• Task statement:
Copy every line below without any changes, but leave the pictures out of your answer.
***** Provided records
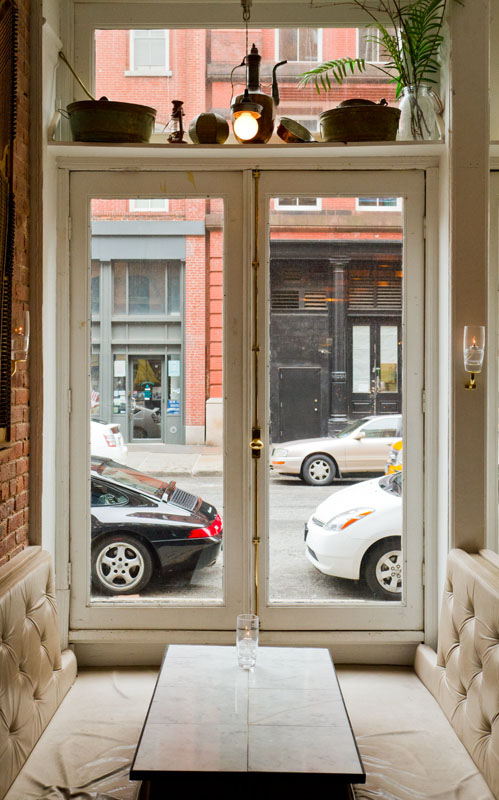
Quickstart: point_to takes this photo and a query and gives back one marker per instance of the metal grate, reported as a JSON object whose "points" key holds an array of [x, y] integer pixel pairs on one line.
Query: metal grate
{"points": [[375, 288], [285, 300], [315, 301]]}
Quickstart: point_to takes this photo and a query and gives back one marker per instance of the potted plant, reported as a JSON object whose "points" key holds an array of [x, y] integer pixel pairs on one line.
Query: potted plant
{"points": [[411, 35]]}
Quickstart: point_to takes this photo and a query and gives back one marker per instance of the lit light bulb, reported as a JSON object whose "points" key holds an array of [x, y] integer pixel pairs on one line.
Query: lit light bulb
{"points": [[245, 126]]}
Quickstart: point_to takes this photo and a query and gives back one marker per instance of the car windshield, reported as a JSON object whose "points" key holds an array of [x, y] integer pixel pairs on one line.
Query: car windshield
{"points": [[392, 483], [130, 477], [349, 428]]}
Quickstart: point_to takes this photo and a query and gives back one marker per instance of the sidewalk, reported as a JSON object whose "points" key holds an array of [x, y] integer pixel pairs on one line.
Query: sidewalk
{"points": [[172, 460]]}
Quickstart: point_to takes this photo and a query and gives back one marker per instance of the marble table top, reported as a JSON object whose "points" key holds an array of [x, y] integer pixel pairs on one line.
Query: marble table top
{"points": [[285, 716]]}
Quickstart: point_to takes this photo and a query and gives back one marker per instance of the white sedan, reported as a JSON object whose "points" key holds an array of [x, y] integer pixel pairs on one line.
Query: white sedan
{"points": [[363, 446], [356, 534]]}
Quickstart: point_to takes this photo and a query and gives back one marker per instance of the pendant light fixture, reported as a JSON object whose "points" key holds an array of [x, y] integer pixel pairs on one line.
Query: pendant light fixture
{"points": [[245, 113]]}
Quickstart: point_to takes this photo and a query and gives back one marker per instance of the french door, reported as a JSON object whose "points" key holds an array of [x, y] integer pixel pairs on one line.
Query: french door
**********
• Task solution:
Quickstart: point_to takes this photo and a query and gives back one marker per instance of the metal grate, reported as a JSON object whose "points" key holds an array of [x, y] integer pixel pairs on one line.
Query: metal grate
{"points": [[375, 288], [285, 300], [315, 301]]}
Quickstart: point_to takes this photo and a query and gives back one marker per instance of the potted plant, reported as a JSON object whose "points" key holds an array of [x, y] integer pixel pairs on one line.
Query: potted plant
{"points": [[411, 35]]}
Quickstart: point_to takes this photo and a query and gives back one marker per instance of the lit light bulb, reported as a JSON object whose "points" key holds an array of [x, y] integer pixel pairs on one line.
Query: lit light bulb
{"points": [[245, 126]]}
Quickstart: point_to takes this photo and a query and gives back one marker per instance of the car windshield, reported as a JSON object whose "points" key holds an array of [x, y] integer pixel pairs on one line.
Query: car windshield
{"points": [[392, 483], [130, 477], [349, 428]]}
Quickstart: point_to takes this photo and a query and gives back one marker per instance of the sidewalk, reported as a JSON object whose "points" key holds an array of [x, y] integer pixel pairs on one line.
Query: sidewalk
{"points": [[172, 460]]}
Quickstart: point_to takes this photo and a query and gives back one marker per instance of the marble table top, reported as a JSON object whose "points" key holds an array of [x, y] integer pixel pairs on one line.
Query: marble table top
{"points": [[285, 716]]}
Quickstart: point_to takes this photo and a query and gives back one marker per instance of the white sedan, reported as a JSON object whose "points" key holds an array of [x, y] integer pixel pairs on one line.
Query: white sedan
{"points": [[363, 446], [356, 534]]}
Quickstart: point_to takes this photo and a query and gives back one marker per instance of the pendant light fixture, reported as a JSON object whose "points" key holds an array of [x, y] integer pixel pairs on one line.
Query: pendant light fixture
{"points": [[245, 113]]}
Quickstart: point_to takes this photo and a query and gives back one marker per instance of the french door, reported as a JSON object whose "points" key holds an array of [x, y] integer pixel pairs on one line.
Query: french door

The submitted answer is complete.